> **Brano citato**:

━━━━━━━━━━━━━━━━

Arrendiamoci, siamo "largamente" circondati


Il primo impulso, leggendo una dichiarazione del genere, è un misto di ammirazione, per il coraggio, e di spaesamento... sempre per il coraggio. Ce ne vuole a osare tanto senza vacillare e senza arrossire. La facile tentazione è di liquidare Angelino Alfano come il corvo rockfeller del ventriloquo di Arcore, un fenomeno da baraccone insomma.
E si sarebbe tentati di etichettare come porcata quel provvedimento sull'abolizione dei finanziamenti pubblici ai partiti, che quelli delle larghe intese si manterrebbero, di poco decurtati, già per i prossimi tre anni. Non lo chiamo porcata, per rispetto ai suini, che di benefici ne offrono tanti (basti citare salsicce e cotechini).

Oltre lo sterile sfottò, occorre prendere atto (lo facciamo ormai da vent'anni) che tanti fenomeni, da baraccone fino al giorno prima delle elezioni, una volta usciti dalle urne diventano, puntualmente, fenomeni di fisiologica rappresentanza sociale da palchi parlamentari. Nella sostanza, libere elezioni portano in superficie spontanei sintomi, naturali, fisiologici, proporzionalmente distribuiti, appunto di ciò che la società è nel suo complesso, bella o brutta che la si reputi. Recentemente ne sono emersi di nuovi.

Non verso i rappresentanti, ma verso coloro che continuano a reputarli degni di rappresentarli, andrebbe rivolta l'attenzione. Questa considerazione vale per qualsiasi parte e schieramento. Sicuramente, come in qualsiasi comunità, tanto più in una di sessanta milioni di abitanti, ci saranno degli scemi del villaggio. Però è banale pensare che sia la stupidità a tenere in piedi un simile teatrino da così lungo tempo. Magari, più semplicemente, prevale un sentimento di intelligente, ben soppesata convenienza, quindi successiva identificazione.

In ordine di tempo Grillo non ha fatto altro che palesare in maniera più teatralizzata, un ragionamento di pancia che il PD ha portato avanti, in maniera fallimentare, per svariate batoste legislative, pensando che Berlusconi sia il problema, che sia il cattivo da abbattere. E gli attivisti di #occupyPD rischiano di seguire la stessa strada, indignandosi di fiammata per il comportamento dei loro vertici, pronti a sdoganarli l'indomani (se l'autunno mi smentirà, avrò di che goderne). Questo ragionamento consiste nell'attaccare il vertice, il capo, come se ogni eletto non fosse tale per libero conferimento di autorità, che gli deriva dal proprio corpo elettorale.

━━━━━━━━━━━━━━━━

> **I dati**:
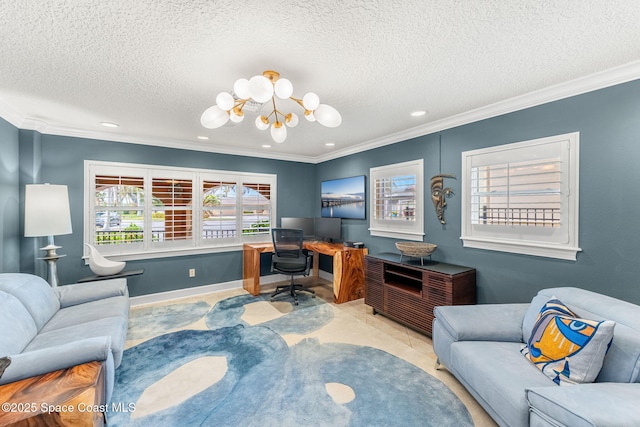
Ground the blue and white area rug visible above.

━━━━━━━━━━━━━━━━

> **Cosa fare**:
A: Nel brano citato, perché chi scrive evita di chiamare «porcata» il provvedimento sull'abolizione dei finanziamenti pubblici ai partiti? Rispondi in una o due frasi.
B: Ripeti dal brano citato il pezzo che comincia con "E si sarebbe" e va avanti fino a "salsicce e cotechini).", senza cambiare nulla.

> **Le soluzioni**:
A: Lo evita per rispetto verso i maiali, che offrono tanti benefici, come salsicce e cotechini.

B:
E si sarebbe tentati di etichettare come porcata quel provvedimento sull'abolizione dei finanziamenti pubblici ai partiti, che quelli delle larghe intese si manterrebbero, di poco decurtati, già per i prossimi tre anni. Non lo chiamo porcata, per rispetto ai suini, che di benefici ne offrono tanti (basti citare salsicce e cotechini).